YOUR GOAL -> In the abstract on patellofemoral pathology after ACL rupture in rats, what agent and concentration were used for the contrast-enhanced micro-computed tomography?

Early patellofemoral cartilage and bone pathology in a rat model of noninvasive anterior cruciate ligament rupture

• Published in: Connective tissue research Vol. 64; no. 2; pp. 175 - 185
• Main Authors: Fleischer, Mackenzie M., Hartner, Samantha E., Newton, Michael D., Baker, Kevin C., Maerz, Tristan
• Format: Journal Article
• Language: English
• Published: England Taylor & Francis 04.03.2023
• Subjects: ACL rupture; Animals; Anterior Cruciate Ligament - pathology; Anterior Cruciate Ligament Injuries - complications; Anterior Cruciate Ligament Injuries - pathology; bone; cartilage; Cartilage, Articular - diagnostic imaging; Cartilage, Articular - pathology; Female; Osteoarthritis - pathology; patellofemoral; Post-traumatic osteoarthritis; Rats; Rats, Inbred Lew; X-Ray Microtomography - adverse effects; Post-traumatic osteoarthritis; patellofemoral; bone; ACL rupture; cartilage
• ISSN: 0300-8207; 1607-8438
• DOI: 10.1080/03008207.2022.2136571

Anterior cruciate ligament rupture (ACLR) is a risk factor for the development of post-traumatic osteoarthritis (PTOA). While PTOA in the tibiofemoral joint compartment is well-characterized, very little is known about pathology in the patellofemoral compartment after ACL injury. Here, we evaluated the extent to which ACLR induces early patellofemoral joint damage in a rat model. Adult female Lewis rats were randomized to noninvasive ACLR or Sham. Two weeks post-injury, contrast-enhanced micro-computed tomography (µCT) of femoral and patellar cartilage was performed using 20% v/v ioxaglate. Morphometric parameters of femoral trochlear and patellar cartilage, subchondral bone, and trabecular bone were derived from µCT. Sagittal Safranin-O/Fast-Green-stained histologic sections were graded using the OARSI score in a blinded fashion. Cartilage and bone remodelling consistent with an early PTOA phenotype were observed in both femoral trochleas and patellae. ACLR caused osteophyte formation of the patella and pathology in the superficial zone of articular cartilage, including surface fibrillation, fissures, increased cellularity, and abnormal chondrocyte clustering. There were significant increases in thickness of patellar and trochlear cartilage. Loss of subchondral bone thickness, bone volume fraction, and tissue mineral density, as well as changes to patellar and trochlear trabecular microarchitecture, were indicative of catabolic bone remodelling. Several injury-induced changes, including increased cartilage thickness and trabecular spacing and decreased trabecular number were more severe in the patella compared to the trochlea. The patellofemoral joint develops mild but evident pathology in the early period following ACL rupture, extending the utility of this model to the study of patellofemoral PTOA.

PROVIDED INFORMATION ->

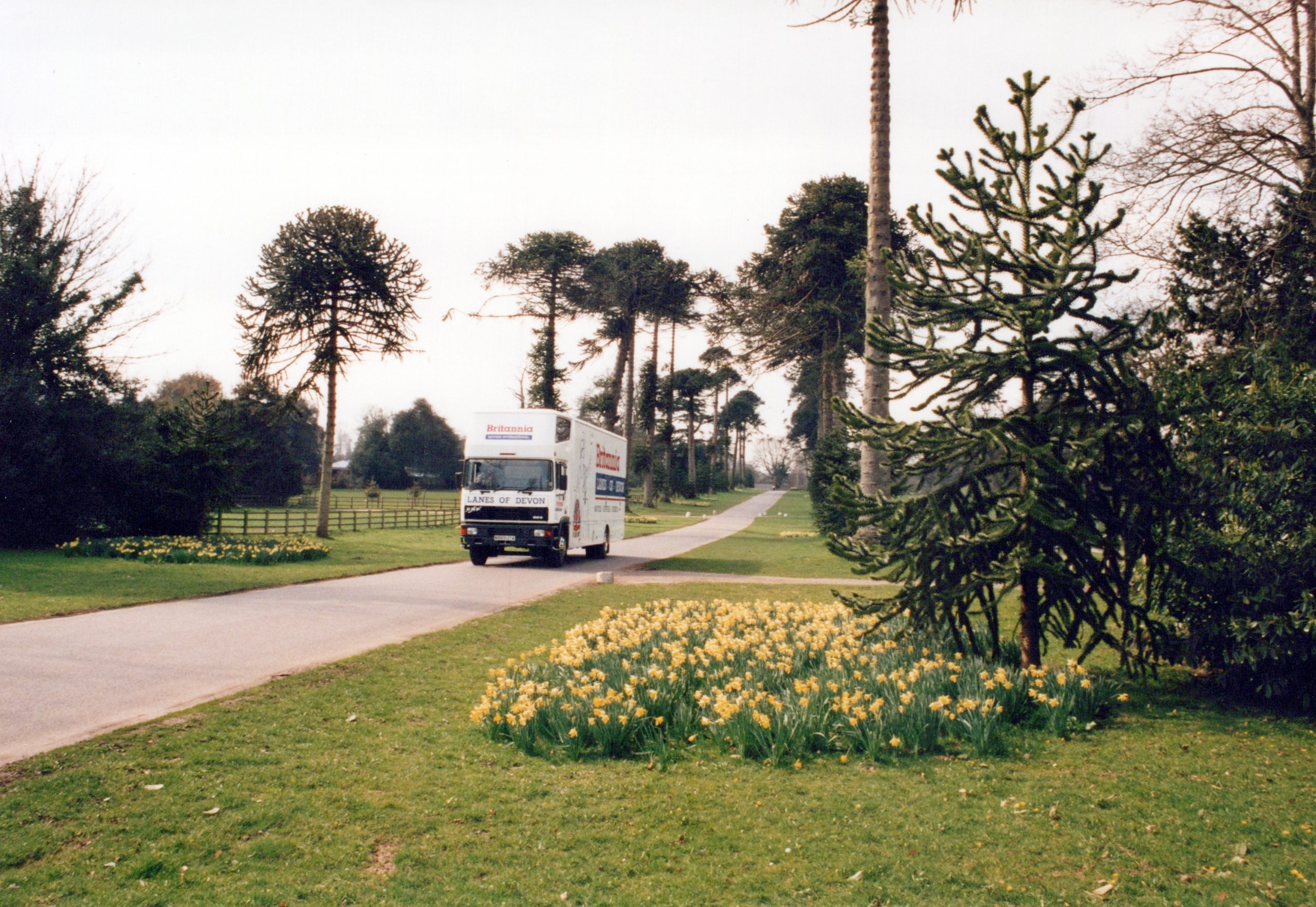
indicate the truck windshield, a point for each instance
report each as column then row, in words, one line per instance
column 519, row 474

--

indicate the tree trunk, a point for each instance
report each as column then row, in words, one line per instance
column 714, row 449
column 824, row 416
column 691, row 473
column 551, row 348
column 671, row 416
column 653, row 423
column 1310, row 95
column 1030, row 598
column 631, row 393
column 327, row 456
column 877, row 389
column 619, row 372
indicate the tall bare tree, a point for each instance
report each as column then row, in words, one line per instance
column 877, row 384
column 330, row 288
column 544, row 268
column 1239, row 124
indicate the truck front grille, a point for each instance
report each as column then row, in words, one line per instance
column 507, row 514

RESULT OF THIS TASK -> 20% v/v ioxaglate